### EXERCISE
Retype, word for word, every line from the one holding "Question: Which region of the image corresponds to the upright" through the one holding "to the grey-brown" in the entries below, both included, and only those lines.

Spatial localization data
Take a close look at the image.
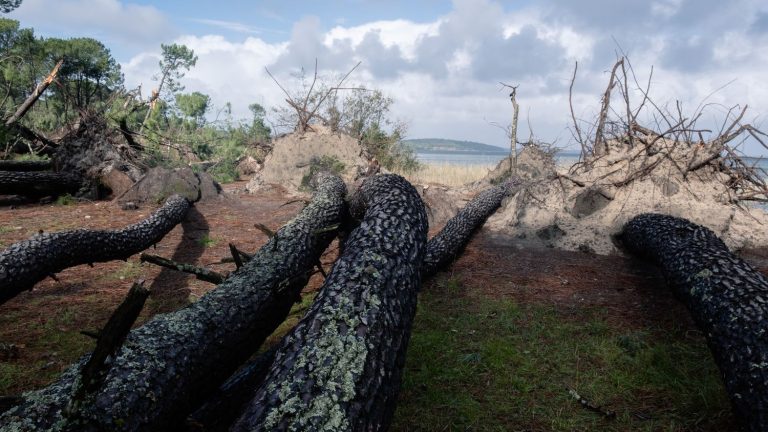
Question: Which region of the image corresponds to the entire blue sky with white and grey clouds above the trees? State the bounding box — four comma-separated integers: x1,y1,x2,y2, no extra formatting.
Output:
10,0,768,154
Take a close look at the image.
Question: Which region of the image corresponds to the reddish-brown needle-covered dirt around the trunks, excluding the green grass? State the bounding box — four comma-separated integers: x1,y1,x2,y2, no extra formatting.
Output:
0,182,768,428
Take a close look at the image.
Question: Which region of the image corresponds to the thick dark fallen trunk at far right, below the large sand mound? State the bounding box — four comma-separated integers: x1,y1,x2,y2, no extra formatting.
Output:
619,214,768,431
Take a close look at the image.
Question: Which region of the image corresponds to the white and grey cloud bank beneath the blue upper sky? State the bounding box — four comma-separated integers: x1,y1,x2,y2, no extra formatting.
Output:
114,0,768,154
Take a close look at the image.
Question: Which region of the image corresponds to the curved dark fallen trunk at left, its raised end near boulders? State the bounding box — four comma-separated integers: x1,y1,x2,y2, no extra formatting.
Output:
0,195,191,305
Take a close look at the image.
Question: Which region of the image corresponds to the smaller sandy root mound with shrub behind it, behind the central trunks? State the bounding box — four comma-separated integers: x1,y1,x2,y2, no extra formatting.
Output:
246,125,368,192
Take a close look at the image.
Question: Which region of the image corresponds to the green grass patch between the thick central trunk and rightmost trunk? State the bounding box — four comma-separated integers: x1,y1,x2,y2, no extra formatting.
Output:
392,279,733,431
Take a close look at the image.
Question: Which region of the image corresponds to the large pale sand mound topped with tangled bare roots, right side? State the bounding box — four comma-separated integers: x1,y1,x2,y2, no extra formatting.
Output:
486,140,768,254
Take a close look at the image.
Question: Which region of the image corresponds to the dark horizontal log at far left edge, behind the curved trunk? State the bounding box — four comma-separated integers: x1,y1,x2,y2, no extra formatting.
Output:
0,171,83,196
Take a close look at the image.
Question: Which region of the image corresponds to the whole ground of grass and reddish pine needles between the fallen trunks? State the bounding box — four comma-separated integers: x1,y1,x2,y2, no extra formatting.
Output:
0,182,768,431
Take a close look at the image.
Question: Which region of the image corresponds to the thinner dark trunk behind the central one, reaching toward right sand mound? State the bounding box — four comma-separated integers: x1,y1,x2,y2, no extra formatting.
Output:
421,177,522,278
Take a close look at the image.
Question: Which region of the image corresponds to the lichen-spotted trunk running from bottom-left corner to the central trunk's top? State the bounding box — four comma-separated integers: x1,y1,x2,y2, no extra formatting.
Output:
0,176,346,431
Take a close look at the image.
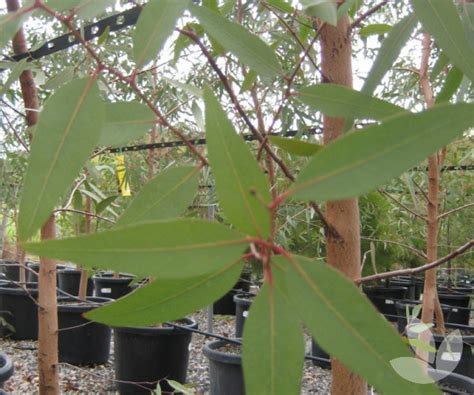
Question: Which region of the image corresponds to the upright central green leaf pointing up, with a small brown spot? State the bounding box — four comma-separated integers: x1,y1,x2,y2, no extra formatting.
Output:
204,89,271,238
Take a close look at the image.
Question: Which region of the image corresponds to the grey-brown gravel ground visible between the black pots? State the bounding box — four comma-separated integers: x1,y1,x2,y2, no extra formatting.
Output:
0,312,331,395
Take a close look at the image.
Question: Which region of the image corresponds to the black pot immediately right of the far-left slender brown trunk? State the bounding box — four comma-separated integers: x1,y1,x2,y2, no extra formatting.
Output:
58,297,112,365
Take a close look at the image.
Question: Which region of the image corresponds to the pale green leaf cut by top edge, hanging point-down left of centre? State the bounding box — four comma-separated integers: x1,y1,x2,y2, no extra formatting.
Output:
133,0,189,67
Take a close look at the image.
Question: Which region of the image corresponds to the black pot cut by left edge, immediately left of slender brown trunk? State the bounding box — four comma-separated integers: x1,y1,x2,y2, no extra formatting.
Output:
0,283,38,340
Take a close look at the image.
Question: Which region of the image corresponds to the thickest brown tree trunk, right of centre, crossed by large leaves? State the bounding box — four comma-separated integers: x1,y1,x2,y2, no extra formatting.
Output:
320,15,367,395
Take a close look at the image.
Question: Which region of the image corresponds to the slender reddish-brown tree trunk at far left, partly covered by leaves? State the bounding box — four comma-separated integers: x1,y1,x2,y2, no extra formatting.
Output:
6,0,59,395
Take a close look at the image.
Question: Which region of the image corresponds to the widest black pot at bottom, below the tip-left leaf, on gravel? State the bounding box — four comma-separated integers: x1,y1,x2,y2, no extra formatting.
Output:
114,318,197,394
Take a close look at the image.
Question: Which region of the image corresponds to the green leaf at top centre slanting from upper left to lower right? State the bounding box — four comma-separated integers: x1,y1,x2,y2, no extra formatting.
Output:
191,5,282,78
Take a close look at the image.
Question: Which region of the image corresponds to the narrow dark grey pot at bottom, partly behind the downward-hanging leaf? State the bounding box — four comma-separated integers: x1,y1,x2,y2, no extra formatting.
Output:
204,340,245,395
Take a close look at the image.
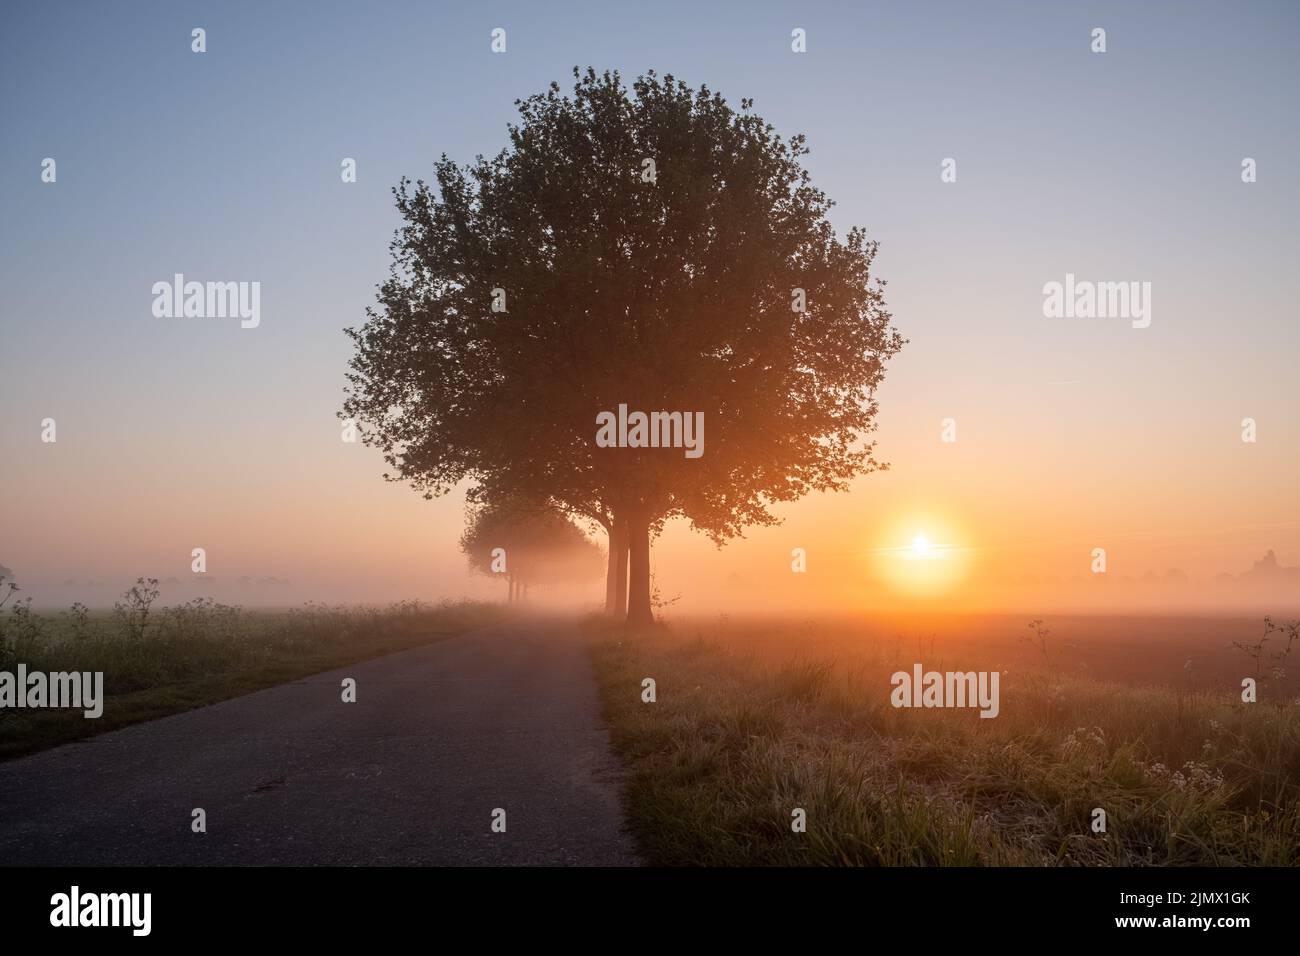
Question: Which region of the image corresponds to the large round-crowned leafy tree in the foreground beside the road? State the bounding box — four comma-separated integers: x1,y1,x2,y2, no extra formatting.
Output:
343,69,904,623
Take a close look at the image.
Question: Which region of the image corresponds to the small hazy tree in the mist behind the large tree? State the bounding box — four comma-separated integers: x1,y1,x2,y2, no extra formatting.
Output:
460,501,602,602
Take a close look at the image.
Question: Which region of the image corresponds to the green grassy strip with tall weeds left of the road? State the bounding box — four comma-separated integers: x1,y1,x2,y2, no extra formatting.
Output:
0,581,503,760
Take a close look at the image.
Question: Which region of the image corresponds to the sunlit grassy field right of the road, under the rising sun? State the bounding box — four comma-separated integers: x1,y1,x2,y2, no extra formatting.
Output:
589,620,1300,866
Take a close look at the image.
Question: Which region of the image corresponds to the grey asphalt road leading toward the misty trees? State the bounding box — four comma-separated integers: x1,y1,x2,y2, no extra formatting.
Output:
0,620,637,865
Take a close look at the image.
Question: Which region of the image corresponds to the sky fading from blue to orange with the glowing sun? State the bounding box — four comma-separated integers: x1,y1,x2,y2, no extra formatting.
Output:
0,3,1300,609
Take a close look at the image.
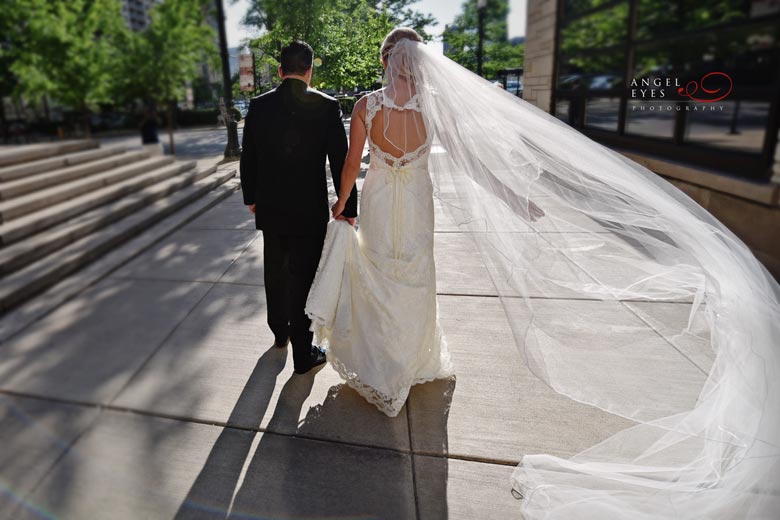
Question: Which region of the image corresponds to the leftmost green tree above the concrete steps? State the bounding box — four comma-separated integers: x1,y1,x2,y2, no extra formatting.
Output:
9,0,129,135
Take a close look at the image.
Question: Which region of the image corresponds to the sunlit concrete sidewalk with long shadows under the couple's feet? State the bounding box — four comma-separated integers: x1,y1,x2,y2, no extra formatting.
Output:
0,166,706,519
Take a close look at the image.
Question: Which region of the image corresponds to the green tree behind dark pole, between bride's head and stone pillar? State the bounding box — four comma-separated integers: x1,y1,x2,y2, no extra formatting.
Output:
444,0,525,78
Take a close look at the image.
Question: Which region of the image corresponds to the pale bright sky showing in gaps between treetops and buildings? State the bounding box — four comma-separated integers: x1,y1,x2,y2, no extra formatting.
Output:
225,0,526,48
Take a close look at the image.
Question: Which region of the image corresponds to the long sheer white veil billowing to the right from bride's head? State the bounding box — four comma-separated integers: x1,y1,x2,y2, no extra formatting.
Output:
385,40,780,519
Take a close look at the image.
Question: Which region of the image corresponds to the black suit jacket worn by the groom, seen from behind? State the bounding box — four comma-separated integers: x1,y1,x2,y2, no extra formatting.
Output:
240,78,357,235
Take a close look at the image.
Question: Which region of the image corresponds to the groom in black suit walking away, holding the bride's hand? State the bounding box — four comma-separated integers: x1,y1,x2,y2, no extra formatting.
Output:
240,41,357,374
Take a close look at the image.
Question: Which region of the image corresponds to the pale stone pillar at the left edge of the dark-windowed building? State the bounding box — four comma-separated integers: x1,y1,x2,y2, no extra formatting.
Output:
523,0,557,112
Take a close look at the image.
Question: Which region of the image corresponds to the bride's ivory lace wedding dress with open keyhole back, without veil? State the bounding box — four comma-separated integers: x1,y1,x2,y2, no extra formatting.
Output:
306,89,452,417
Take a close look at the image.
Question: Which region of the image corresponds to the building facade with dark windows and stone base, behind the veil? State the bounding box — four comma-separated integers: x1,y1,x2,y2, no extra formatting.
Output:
523,0,780,276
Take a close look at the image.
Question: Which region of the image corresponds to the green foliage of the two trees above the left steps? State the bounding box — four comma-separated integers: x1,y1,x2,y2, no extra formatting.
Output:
0,0,217,111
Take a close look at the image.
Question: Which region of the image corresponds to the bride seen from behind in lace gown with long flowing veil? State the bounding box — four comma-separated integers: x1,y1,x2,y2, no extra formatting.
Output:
307,29,780,519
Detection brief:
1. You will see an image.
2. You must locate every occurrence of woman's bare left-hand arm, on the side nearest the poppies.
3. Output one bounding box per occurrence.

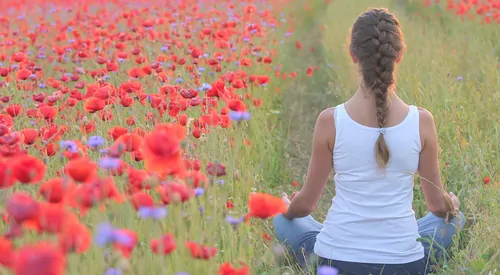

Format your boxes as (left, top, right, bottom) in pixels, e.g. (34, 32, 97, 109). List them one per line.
(284, 108, 335, 219)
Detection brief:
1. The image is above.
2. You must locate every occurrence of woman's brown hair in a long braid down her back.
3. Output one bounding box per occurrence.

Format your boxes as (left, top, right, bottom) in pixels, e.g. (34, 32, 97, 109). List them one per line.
(350, 8, 405, 169)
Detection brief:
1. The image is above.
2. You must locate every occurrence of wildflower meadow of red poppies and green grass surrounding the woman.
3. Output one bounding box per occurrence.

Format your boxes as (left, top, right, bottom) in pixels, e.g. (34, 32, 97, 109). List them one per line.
(0, 0, 500, 275)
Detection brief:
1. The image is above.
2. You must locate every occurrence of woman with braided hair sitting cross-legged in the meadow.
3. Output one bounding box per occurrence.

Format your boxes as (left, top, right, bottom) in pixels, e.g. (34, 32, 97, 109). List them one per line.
(274, 9, 465, 275)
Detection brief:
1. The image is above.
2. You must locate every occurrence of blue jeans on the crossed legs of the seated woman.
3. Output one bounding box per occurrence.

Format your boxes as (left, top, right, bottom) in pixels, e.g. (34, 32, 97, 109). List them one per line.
(273, 212, 465, 275)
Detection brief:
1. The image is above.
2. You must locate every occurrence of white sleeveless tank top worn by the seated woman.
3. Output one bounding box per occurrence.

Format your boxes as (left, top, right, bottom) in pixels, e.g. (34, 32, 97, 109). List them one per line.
(314, 104, 424, 264)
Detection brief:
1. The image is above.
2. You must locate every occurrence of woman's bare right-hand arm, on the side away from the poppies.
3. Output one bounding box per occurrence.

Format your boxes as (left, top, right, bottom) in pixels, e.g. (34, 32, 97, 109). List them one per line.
(418, 109, 455, 218)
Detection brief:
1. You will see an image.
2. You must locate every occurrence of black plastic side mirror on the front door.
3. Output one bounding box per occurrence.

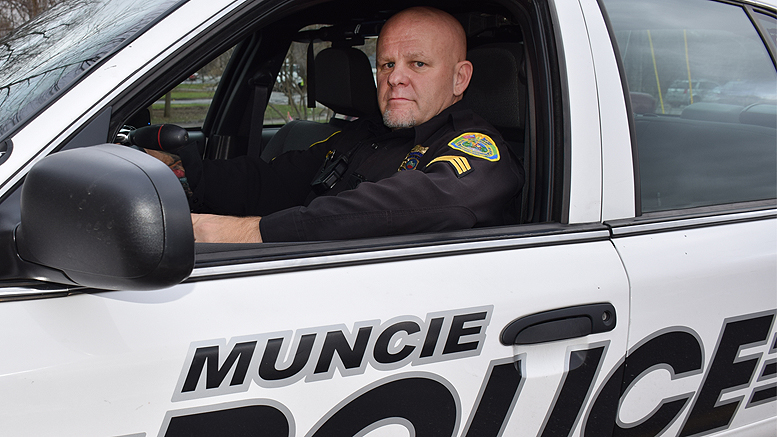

### SOLVED PROBLEM
Question: Which region of the image corresponds to the upright central green leaf pointing up, with a small brown spot? State the bounding box — four comma-separated integers: x1,y1,x2,y2, no extra formatting.
Output:
204,89,271,238
Take a close look at the image.
Question: Which region of the image corresponds to the grey-brown gravel ground visible between the black pots? State the bounding box — four comma-separated integers: x1,y1,x2,y2, no extra formatting.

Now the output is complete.